### [Exercise instructions]
Take the line that contains "adult hand with a point." and each line after it in the material below, and transcribe them exactly, stopping at the end.

──────── Material for the task

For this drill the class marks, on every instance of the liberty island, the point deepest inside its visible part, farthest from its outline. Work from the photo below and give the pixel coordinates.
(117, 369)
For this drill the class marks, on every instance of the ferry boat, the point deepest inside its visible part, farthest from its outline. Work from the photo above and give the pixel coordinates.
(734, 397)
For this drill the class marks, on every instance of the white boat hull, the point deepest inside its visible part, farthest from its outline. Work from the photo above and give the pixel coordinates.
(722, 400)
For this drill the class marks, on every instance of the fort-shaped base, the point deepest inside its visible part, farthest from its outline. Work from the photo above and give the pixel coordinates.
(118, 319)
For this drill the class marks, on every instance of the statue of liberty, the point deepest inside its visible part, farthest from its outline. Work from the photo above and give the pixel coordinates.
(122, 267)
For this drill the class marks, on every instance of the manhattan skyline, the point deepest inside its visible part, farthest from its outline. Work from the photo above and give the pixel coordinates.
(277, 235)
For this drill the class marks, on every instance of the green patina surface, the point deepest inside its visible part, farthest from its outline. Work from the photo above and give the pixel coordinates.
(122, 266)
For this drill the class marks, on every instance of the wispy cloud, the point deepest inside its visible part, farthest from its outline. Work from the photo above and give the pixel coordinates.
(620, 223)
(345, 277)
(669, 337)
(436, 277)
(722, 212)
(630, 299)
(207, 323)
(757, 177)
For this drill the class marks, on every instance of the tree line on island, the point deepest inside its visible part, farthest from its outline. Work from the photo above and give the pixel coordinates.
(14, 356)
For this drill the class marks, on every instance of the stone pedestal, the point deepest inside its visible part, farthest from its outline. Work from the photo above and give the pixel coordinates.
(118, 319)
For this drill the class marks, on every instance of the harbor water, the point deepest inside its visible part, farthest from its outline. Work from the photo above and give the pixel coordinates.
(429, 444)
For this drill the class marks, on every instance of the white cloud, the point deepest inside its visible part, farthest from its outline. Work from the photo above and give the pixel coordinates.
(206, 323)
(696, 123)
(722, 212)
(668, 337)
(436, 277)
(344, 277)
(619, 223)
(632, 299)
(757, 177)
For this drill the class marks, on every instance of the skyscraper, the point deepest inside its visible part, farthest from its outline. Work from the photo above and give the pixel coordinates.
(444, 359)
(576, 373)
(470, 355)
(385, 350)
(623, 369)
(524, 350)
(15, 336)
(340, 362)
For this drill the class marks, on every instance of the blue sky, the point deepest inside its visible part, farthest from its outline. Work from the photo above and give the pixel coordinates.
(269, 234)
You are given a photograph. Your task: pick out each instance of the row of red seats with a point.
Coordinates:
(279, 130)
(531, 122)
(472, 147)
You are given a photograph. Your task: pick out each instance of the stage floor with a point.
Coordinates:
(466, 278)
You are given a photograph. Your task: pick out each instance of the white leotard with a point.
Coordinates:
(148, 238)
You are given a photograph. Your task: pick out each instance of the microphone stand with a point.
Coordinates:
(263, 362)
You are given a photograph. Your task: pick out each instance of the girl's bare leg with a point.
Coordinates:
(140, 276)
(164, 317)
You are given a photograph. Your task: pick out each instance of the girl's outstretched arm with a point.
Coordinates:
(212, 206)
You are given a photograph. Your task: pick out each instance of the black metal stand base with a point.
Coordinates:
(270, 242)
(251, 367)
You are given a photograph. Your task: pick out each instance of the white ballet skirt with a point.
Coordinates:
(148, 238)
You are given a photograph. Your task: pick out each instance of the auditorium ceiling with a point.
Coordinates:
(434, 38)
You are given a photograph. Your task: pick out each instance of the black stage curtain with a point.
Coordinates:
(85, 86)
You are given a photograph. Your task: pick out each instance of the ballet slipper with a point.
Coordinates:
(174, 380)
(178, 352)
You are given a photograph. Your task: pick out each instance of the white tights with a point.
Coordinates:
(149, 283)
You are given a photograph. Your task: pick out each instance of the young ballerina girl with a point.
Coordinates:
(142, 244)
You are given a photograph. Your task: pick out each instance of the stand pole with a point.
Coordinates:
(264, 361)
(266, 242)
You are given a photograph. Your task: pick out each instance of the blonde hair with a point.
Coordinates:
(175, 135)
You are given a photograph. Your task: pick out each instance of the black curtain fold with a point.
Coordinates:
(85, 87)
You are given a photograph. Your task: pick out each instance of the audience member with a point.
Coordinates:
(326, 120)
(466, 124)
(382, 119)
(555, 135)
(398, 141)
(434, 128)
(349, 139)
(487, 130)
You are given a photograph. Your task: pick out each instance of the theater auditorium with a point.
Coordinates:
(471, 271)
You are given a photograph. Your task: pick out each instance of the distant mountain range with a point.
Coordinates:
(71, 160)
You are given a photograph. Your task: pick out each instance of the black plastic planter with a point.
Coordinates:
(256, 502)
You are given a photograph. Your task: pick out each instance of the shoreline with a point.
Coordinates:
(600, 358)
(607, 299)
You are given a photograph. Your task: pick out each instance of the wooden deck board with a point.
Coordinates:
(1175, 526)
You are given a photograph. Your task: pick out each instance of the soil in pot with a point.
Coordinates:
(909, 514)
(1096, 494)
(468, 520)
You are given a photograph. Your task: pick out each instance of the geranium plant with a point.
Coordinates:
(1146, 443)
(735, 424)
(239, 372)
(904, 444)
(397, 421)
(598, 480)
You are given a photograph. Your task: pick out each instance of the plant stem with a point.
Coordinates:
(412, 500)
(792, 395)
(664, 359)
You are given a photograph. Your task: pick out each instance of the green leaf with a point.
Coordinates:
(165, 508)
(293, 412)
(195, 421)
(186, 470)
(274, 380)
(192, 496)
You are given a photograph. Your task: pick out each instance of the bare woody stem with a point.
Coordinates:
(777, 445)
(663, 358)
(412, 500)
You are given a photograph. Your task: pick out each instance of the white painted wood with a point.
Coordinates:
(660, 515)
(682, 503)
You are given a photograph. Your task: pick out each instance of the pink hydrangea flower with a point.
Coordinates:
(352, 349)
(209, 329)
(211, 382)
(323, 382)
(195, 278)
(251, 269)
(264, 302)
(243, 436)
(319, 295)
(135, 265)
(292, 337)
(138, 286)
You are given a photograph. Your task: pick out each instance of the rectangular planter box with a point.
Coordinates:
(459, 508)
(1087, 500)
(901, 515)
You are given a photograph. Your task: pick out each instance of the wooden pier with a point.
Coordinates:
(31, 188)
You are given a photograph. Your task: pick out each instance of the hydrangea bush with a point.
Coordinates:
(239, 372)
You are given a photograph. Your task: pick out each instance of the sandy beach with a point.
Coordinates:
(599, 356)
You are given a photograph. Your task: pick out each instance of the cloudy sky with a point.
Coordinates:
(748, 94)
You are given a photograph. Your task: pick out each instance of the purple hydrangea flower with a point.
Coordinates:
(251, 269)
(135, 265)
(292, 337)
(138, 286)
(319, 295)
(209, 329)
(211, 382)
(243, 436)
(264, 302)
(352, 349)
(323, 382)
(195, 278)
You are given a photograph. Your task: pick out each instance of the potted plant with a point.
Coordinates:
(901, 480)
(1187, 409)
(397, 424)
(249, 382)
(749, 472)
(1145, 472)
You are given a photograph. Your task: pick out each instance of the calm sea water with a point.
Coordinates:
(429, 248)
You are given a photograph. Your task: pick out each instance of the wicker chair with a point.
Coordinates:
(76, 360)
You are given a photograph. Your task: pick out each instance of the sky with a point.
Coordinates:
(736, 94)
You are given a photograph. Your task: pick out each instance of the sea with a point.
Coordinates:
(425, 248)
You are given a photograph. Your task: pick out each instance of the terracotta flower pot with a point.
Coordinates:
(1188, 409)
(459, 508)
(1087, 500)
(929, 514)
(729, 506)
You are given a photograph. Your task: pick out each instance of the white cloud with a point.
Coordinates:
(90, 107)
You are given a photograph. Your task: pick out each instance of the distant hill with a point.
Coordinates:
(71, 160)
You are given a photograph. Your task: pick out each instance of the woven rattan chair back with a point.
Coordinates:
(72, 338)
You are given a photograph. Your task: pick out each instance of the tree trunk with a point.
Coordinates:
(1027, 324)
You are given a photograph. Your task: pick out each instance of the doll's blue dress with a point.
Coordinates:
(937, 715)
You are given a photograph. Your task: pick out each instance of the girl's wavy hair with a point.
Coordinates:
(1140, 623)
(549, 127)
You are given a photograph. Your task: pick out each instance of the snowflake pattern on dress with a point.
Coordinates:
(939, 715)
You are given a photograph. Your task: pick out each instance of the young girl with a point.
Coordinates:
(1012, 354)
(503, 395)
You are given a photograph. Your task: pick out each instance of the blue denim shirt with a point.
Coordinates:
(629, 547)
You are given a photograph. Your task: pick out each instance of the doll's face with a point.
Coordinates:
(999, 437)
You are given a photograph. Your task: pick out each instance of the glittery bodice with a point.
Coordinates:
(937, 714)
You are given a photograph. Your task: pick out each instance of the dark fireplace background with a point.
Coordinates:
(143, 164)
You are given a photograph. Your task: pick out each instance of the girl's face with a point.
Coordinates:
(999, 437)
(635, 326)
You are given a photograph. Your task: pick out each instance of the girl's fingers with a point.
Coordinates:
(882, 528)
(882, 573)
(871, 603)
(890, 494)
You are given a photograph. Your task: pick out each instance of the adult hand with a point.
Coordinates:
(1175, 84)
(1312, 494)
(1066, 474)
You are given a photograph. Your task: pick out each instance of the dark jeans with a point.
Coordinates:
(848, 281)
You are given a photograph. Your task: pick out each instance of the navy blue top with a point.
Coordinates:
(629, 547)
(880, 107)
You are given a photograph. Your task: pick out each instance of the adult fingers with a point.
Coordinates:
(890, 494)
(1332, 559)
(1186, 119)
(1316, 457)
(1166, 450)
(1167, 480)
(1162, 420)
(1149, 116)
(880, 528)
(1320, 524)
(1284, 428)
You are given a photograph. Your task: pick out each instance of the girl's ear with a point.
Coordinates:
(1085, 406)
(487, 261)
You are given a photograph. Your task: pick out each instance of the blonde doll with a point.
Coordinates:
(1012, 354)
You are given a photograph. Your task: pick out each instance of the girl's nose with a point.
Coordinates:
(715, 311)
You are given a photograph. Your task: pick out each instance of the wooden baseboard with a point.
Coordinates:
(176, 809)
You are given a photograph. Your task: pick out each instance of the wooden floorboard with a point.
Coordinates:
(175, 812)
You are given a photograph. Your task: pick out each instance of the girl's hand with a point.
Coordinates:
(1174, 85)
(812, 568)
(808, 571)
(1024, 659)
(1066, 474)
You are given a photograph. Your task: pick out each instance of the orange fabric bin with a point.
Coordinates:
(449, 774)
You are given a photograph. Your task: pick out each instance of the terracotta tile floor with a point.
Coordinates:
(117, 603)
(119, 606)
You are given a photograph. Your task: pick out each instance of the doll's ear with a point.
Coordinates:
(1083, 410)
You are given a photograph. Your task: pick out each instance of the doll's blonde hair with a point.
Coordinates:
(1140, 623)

────────────────

### [Correct answer]
You are given a photograph. Your task: pick out each instance of the adult hand with a point.
Coordinates:
(1175, 84)
(1312, 494)
(1066, 474)
You are given a photograph. Your task: pick out each instance of the dark jeans with a point.
Coordinates:
(848, 281)
You are given a photograph. Your task: pick out each instance of the navy blue top with a point.
Coordinates:
(629, 547)
(880, 107)
You are given a photograph. Your task: pick out each instance of the adult fingers with a point.
Coordinates:
(890, 494)
(1332, 559)
(1186, 119)
(1316, 457)
(1166, 450)
(1167, 480)
(1162, 420)
(1149, 116)
(880, 528)
(1320, 524)
(1284, 428)
You are given a photograph. Your task: pick out each instance of the girl's ear with a point.
Coordinates:
(1085, 406)
(487, 261)
You are given a photograph. Your task: pick out each instance of the blonde doll with a point.
Coordinates:
(1012, 354)
You are given a photograph. Your task: pick out each instance of the girl's nose with a point.
Coordinates:
(715, 311)
You are given a photograph. Your task: pick out each instance of the wooden baseboard with a point.
Coordinates:
(176, 809)
You are given a photograph. Your task: pick out each instance of the wooden floorboard with a point.
Coordinates:
(175, 812)
You are given a photograph. Your task: pick out each instance of the girl's hand with a point.
Coordinates:
(1174, 85)
(812, 568)
(808, 571)
(1024, 659)
(1066, 474)
You are given a photograph. Your task: pick out each instance of the orange fabric bin with a point.
Coordinates:
(449, 774)
You are given a photograph. Your task: pick out each instance of the terracotta tile floor with a point.
Coordinates:
(117, 603)
(119, 606)
You are given a photograph. Your task: pick out each instance of the doll's ear with a point.
Coordinates:
(1083, 410)
You are given a photograph. Your task: pick out each instance of the doll's blonde hair with a point.
Coordinates:
(1140, 623)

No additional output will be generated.